* begin Document text *
Sequential Model-Based Optimization

Sequential Model-Based Optimization (SMBO) algorithms build a surrogate model of the objective function to predict which regions are most promising. They are ideal for expensive objective functions where each evaluation counts.

Overview

Algorithm

Description

Bayesian Optimization

Gaussian Process surrogate with uncertainty quantification.

Tree-structured Parzen Estimators (TPE)

Tree-structured Parzen Estimators using density estimation.

Forest Optimizer

Random Forest or Extra Trees as surrogate model.

How SMBO Works

SMBO workflow loop

The SMBO loop: fit a surrogate model, use an acquisition function to select the next point, evaluate, and update the model.

The general SMBO workflow:

  1. Initialize: Evaluate a few random points to build initial dataset

  2. Fit Model: Train a surrogate model on observed (parameters, scores)

  3. Acquire: Use the model to select the next point to evaluate

    • Predict score for all candidate points

    • Balance exploration (high uncertainty) vs. exploitation (high predicted score)

  4. Evaluate: Run the actual objective function on selected point

  5. Update: Add new observation to dataset, repeat from step 2

When to Use SMBO

Good for:

  • Expensive objective functions (ML training, simulations)

  • Limited evaluation budget (< 500 iterations)

  • Continuous or mixed search spaces

  • Problems where each evaluation takes seconds to hours

Not ideal for:

  • Very cheap objective functions (overhead > evaluation time)

  • Very high-dimensional spaces (> 20 dimensions)

  • Purely discrete/categorical spaces (use TPE or Forest)
* end Document text *
* begin Supplied material *
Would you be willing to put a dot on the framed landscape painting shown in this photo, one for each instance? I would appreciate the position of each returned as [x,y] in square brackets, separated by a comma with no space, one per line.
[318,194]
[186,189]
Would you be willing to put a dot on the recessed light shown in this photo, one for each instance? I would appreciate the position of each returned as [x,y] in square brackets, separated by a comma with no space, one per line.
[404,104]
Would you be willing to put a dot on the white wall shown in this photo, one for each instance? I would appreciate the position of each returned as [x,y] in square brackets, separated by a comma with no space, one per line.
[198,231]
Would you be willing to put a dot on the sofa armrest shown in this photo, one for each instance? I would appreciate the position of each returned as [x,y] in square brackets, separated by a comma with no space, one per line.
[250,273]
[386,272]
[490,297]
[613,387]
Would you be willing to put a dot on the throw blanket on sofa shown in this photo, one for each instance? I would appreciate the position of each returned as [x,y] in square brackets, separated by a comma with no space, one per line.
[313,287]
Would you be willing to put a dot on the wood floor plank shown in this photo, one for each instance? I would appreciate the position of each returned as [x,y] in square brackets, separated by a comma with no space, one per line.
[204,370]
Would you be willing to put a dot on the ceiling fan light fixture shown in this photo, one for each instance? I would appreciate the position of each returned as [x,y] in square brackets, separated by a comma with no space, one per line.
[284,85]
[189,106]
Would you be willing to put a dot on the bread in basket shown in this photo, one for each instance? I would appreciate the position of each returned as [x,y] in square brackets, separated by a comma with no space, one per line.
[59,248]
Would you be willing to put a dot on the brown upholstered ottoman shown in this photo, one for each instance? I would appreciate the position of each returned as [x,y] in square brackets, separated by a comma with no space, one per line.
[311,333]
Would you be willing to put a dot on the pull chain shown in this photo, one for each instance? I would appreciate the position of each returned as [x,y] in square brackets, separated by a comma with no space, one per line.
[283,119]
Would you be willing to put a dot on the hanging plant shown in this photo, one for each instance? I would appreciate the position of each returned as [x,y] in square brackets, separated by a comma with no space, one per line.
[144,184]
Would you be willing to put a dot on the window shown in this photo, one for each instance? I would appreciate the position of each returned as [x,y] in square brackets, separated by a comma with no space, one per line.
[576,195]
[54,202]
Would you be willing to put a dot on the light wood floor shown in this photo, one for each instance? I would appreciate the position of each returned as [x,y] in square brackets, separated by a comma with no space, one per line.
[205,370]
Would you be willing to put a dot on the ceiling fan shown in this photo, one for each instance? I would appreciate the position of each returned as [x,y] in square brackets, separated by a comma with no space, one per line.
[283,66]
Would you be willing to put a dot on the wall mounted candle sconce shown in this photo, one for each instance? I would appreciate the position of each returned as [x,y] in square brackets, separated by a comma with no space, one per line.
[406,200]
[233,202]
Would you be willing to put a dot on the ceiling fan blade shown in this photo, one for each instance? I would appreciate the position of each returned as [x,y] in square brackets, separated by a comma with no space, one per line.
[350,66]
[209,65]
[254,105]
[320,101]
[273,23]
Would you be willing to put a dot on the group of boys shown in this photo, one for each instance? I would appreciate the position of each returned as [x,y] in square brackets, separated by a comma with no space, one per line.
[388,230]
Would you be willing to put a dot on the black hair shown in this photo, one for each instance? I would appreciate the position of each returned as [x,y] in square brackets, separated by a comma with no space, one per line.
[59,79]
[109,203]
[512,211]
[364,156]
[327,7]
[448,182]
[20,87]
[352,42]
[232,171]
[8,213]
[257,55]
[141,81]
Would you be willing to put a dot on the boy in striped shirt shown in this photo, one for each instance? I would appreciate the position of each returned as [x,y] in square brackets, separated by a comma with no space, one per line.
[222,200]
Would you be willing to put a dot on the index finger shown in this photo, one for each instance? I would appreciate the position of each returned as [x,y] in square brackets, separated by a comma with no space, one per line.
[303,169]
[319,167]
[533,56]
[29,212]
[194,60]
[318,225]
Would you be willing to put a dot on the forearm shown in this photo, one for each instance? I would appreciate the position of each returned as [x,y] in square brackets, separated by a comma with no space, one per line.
* end Supplied material *
▶ _Do this_: From the page on Sequential Model-Based Optimization, extract the stretch from "Tree-structured Parzen Estimators (TPE)" through "as surrogate model.", copying it word for word. The records were drawn from a separate source.

▶ _Solution below_:
Tree-structured Parzen Estimators (TPE)

Tree-structured Parzen Estimators using density estimation.

Forest Optimizer

Random Forest or Extra Trees as surrogate model.